Reproduce the lines exactly, starting at the one containing "task: trace the outline of the white sea foam" and ending at the final line, with the pictures left out.

%%

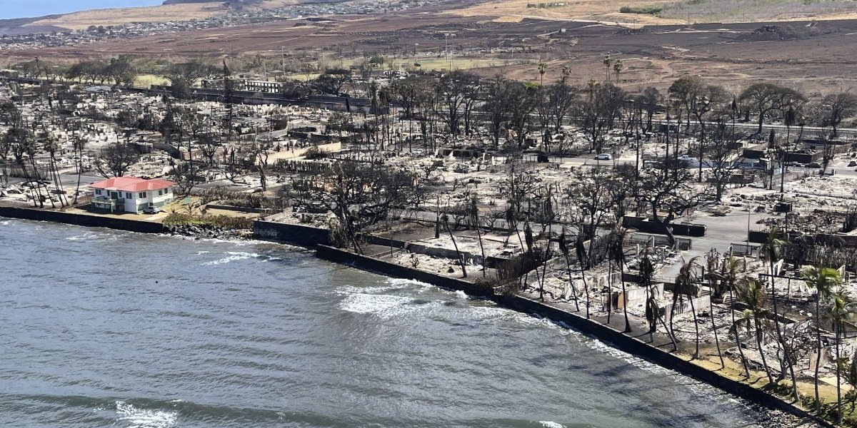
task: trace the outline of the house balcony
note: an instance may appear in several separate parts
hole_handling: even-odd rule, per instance
[[[105,198],[104,196],[96,196],[92,199],[92,205],[97,209],[105,210],[111,212],[115,211],[124,211],[125,210],[125,199],[124,198]]]

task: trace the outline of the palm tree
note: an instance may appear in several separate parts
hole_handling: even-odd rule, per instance
[[[542,112],[544,112],[544,74],[548,72],[548,62],[540,61],[538,63],[538,74],[541,80],[539,85],[539,103],[541,103]],[[544,129],[542,130],[542,140],[544,144],[545,152],[548,152],[548,115],[544,114]]]
[[[613,71],[616,72],[616,85],[619,85],[619,74],[625,69],[625,64],[622,63],[622,60],[617,59],[613,63]]]
[[[675,288],[673,289],[673,307],[669,311],[669,330],[671,335],[675,336],[673,332],[673,318],[674,318],[673,314],[675,312],[675,305],[678,303],[679,296],[687,296],[691,304],[691,312],[693,314],[693,328],[696,330],[696,350],[693,353],[693,360],[699,358],[699,324],[697,323],[696,307],[693,304],[693,300],[699,294],[699,287],[696,285],[693,277],[693,268],[696,267],[698,259],[698,257],[691,259],[679,270],[679,275],[675,277]]]
[[[763,259],[768,262],[768,277],[770,279],[770,303],[774,309],[774,329],[776,331],[776,340],[780,342],[780,346],[782,347],[783,355],[785,357],[786,365],[788,368],[789,375],[792,377],[792,396],[794,401],[798,401],[800,397],[798,395],[798,383],[797,377],[794,377],[794,367],[792,364],[792,359],[789,352],[789,345],[786,343],[786,341],[782,338],[782,331],[780,330],[780,319],[779,319],[779,311],[776,306],[776,287],[775,282],[775,265],[782,259],[781,253],[782,252],[782,247],[785,241],[779,238],[779,229],[776,227],[770,229],[768,232],[768,238],[763,246]],[[780,379],[785,377],[784,371],[780,372]]]
[[[578,256],[578,264],[580,265],[580,276],[584,280],[584,292],[586,294],[586,319],[589,319],[589,285],[586,284],[586,274],[584,272],[586,266],[586,248],[584,247],[584,239],[579,234],[574,241],[574,251]]]
[[[608,238],[608,253],[609,254],[610,259],[613,263],[615,263],[619,266],[619,275],[620,276],[620,281],[622,282],[622,311],[625,315],[625,331],[624,333],[628,333],[631,331],[631,322],[628,320],[628,298],[627,291],[625,288],[625,239],[626,237],[626,231],[620,225],[616,225],[615,228],[610,232],[610,236]],[[611,297],[612,300],[612,297]],[[613,302],[610,303],[611,306]],[[613,309],[612,307],[610,309]]]
[[[572,298],[574,299],[574,307],[577,312],[580,312],[580,303],[578,300],[578,289],[574,287],[574,281],[572,279],[572,264],[568,258],[568,244],[566,243],[566,232],[565,230],[560,234],[560,237],[557,238],[560,241],[560,252],[562,255],[566,256],[566,270],[568,271],[568,285],[572,288]]]
[[[768,383],[774,384],[774,377],[770,375],[768,361],[764,358],[764,349],[762,348],[762,317],[768,300],[768,295],[764,293],[764,286],[758,281],[748,279],[741,287],[738,288],[738,298],[747,306],[747,309],[744,310],[742,322],[746,325],[747,331],[750,331],[750,321],[752,320],[752,327],[756,329],[756,346],[758,348],[758,354],[762,359],[762,366],[768,377]]]
[[[654,342],[655,331],[657,330],[657,319],[661,309],[657,306],[655,293],[651,290],[651,279],[655,274],[655,266],[649,259],[648,248],[643,252],[639,264],[639,280],[638,284],[645,289],[645,318],[649,323],[649,342]],[[672,338],[672,336],[670,336]]]
[[[613,65],[613,58],[609,54],[604,56],[604,81],[610,81],[610,66]]]
[[[482,245],[482,230],[479,226],[479,198],[476,195],[470,195],[470,204],[467,207],[467,214],[470,217],[470,226],[476,227],[476,236],[479,238],[479,250],[482,253],[482,277],[488,275],[487,270],[485,269],[485,264],[488,260],[485,259],[485,247]]]
[[[821,411],[821,400],[818,397],[818,368],[821,366],[821,303],[826,301],[834,289],[842,284],[842,278],[839,270],[832,268],[817,268],[810,266],[800,272],[800,276],[806,285],[815,288],[815,406],[817,411]]]
[[[83,148],[87,145],[87,140],[80,135],[75,135],[72,145],[77,161],[77,186],[75,187],[75,200],[72,204],[77,205],[77,193],[81,193],[81,175],[83,174]]]
[[[708,299],[708,312],[710,314],[711,318],[711,330],[714,331],[714,344],[717,347],[717,358],[720,359],[720,368],[725,369],[726,363],[723,361],[723,354],[720,351],[720,338],[717,336],[717,324],[714,320],[714,295],[715,288],[719,288],[720,287],[715,287],[715,282],[722,282],[722,278],[717,276],[717,266],[720,265],[720,254],[717,253],[717,250],[711,248],[710,251],[705,255],[705,265],[708,268],[708,289],[709,289],[709,299]]]
[[[738,328],[735,321],[735,296],[734,291],[740,281],[740,274],[743,272],[744,265],[741,260],[735,259],[731,254],[723,260],[723,265],[720,270],[720,276],[726,282],[726,287],[729,289],[729,312],[732,316],[731,331],[735,335],[735,344],[738,345],[738,354],[741,357],[741,365],[744,366],[744,376],[750,377],[750,369],[747,367],[747,359],[744,356],[744,349],[741,348],[741,340],[738,336]]]
[[[851,301],[845,290],[840,289],[831,294],[830,316],[833,322],[833,333],[836,337],[835,348],[836,354],[836,424],[842,422],[842,364],[839,354],[840,342],[842,333],[842,323],[854,314],[854,302]]]
[[[440,219],[443,220],[443,225],[446,228],[446,232],[449,233],[449,238],[452,240],[452,247],[455,247],[455,257],[458,259],[458,263],[461,264],[462,277],[466,278],[467,266],[464,263],[464,258],[461,257],[461,252],[458,251],[458,244],[455,242],[455,235],[452,235],[452,229],[449,229],[449,216],[444,213]]]

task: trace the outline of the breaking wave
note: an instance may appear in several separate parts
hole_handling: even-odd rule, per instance
[[[143,409],[121,400],[116,401],[117,422],[126,424],[127,428],[170,428],[175,426],[177,412]]]

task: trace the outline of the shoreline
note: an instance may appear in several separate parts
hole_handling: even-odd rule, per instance
[[[85,217],[88,219],[81,220],[79,218],[81,217]],[[139,223],[147,223],[147,222],[105,218],[93,216],[81,216],[78,214],[63,213],[46,210],[0,206],[0,217],[46,221],[82,227],[99,227],[153,235],[168,234],[167,235],[170,235],[170,231],[161,223],[147,223],[150,226],[154,225],[157,226],[157,228],[140,227]],[[93,221],[99,219],[105,221],[101,224],[98,224],[100,222]],[[118,221],[117,222],[113,220]],[[81,224],[81,223],[85,223],[85,224]],[[273,232],[271,231],[271,229],[267,230],[264,229],[266,227],[271,228],[273,227],[272,225],[277,225],[273,226],[276,228],[273,229]],[[304,233],[309,229],[315,229],[315,233],[311,236],[308,236],[305,234],[295,235],[293,233],[295,230],[292,230],[294,228],[297,228],[301,232]],[[443,276],[435,273],[393,264],[371,256],[357,254],[349,251],[335,248],[327,245],[328,243],[327,232],[327,230],[318,228],[311,228],[303,225],[291,225],[287,223],[271,223],[269,222],[260,220],[255,222],[254,233],[252,234],[250,241],[297,246],[307,248],[309,251],[314,251],[315,257],[322,260],[388,277],[416,280],[441,288],[453,291],[462,291],[471,297],[489,300],[496,303],[498,306],[506,309],[511,309],[531,316],[536,315],[548,318],[563,328],[574,330],[584,335],[590,336],[607,346],[626,352],[631,355],[641,358],[661,367],[672,370],[698,382],[717,388],[728,394],[735,395],[736,397],[746,400],[750,403],[758,405],[770,410],[782,411],[789,413],[794,417],[805,420],[810,420],[820,426],[830,428],[836,426],[830,422],[821,419],[814,414],[812,414],[809,412],[786,401],[779,396],[769,394],[761,389],[743,383],[723,376],[715,371],[693,364],[692,361],[684,360],[675,354],[663,351],[658,348],[650,345],[649,343],[640,341],[636,337],[626,335],[623,332],[614,329],[609,324],[602,324],[595,319],[587,319],[585,317],[581,315],[554,307],[547,303],[536,301],[526,297],[525,295],[503,294],[501,293],[498,293],[497,289],[487,288],[467,281],[449,276]],[[189,239],[195,239],[194,235],[184,235],[180,234],[173,234],[173,235],[188,236]],[[206,237],[195,236],[195,239],[205,238]],[[236,239],[223,241],[242,242],[248,240]],[[315,244],[313,242],[315,242]]]

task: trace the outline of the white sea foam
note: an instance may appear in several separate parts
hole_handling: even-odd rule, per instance
[[[123,401],[116,401],[116,413],[117,422],[128,428],[170,428],[177,416],[175,411],[141,409]]]
[[[96,239],[99,241],[117,241],[119,239],[119,235],[109,232],[86,232],[83,235],[75,235],[66,238],[67,241],[93,241]]]
[[[408,306],[410,298],[389,294],[348,294],[339,303],[339,308],[355,313],[376,315],[382,318],[400,317],[413,310]]]
[[[544,428],[566,428],[566,425],[562,424],[557,424],[556,422],[554,422],[552,420],[540,420],[538,421],[538,423],[542,424],[542,426],[543,426]]]
[[[205,265],[223,265],[224,263],[230,263],[238,260],[246,260],[248,259],[258,259],[263,257],[261,254],[257,253],[245,253],[243,251],[227,251],[225,253],[227,254],[226,257],[223,259],[219,259],[217,260],[212,260],[210,262],[203,263]]]

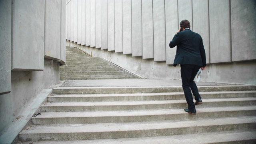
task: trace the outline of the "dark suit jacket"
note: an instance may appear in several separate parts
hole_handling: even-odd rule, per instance
[[[185,29],[175,34],[169,46],[171,48],[177,46],[174,66],[178,64],[206,66],[203,40],[199,34]]]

%%

- **Answer to this exercise**:
task: trace the outline of the white sea foam
note: an instance may appear in several separate parts
hole_handling: even-odd rule, per instance
[[[123,401],[116,401],[116,413],[117,422],[128,428],[170,428],[177,416],[175,411],[141,409]]]
[[[96,239],[99,241],[117,241],[119,239],[119,235],[109,232],[86,232],[83,235],[75,235],[66,238],[67,241],[93,241]]]
[[[408,306],[410,298],[389,294],[348,294],[339,303],[339,308],[355,313],[376,315],[382,318],[400,317],[413,310]]]
[[[544,428],[566,428],[566,425],[562,424],[557,424],[556,422],[554,422],[552,420],[540,420],[538,421],[538,423],[542,424],[542,426],[543,426]]]
[[[205,265],[223,265],[224,263],[230,263],[238,260],[246,260],[248,259],[258,259],[263,257],[261,254],[257,253],[245,253],[243,251],[227,251],[225,253],[227,254],[226,257],[223,259],[219,259],[217,260],[212,260],[210,262],[203,263]]]

task: trace the outline of the "dark suit jacket"
note: an instance may appear in several separate parts
hole_handling: even-odd rule, per instance
[[[185,29],[175,34],[169,46],[171,48],[177,46],[174,66],[178,64],[206,66],[203,40],[199,34]]]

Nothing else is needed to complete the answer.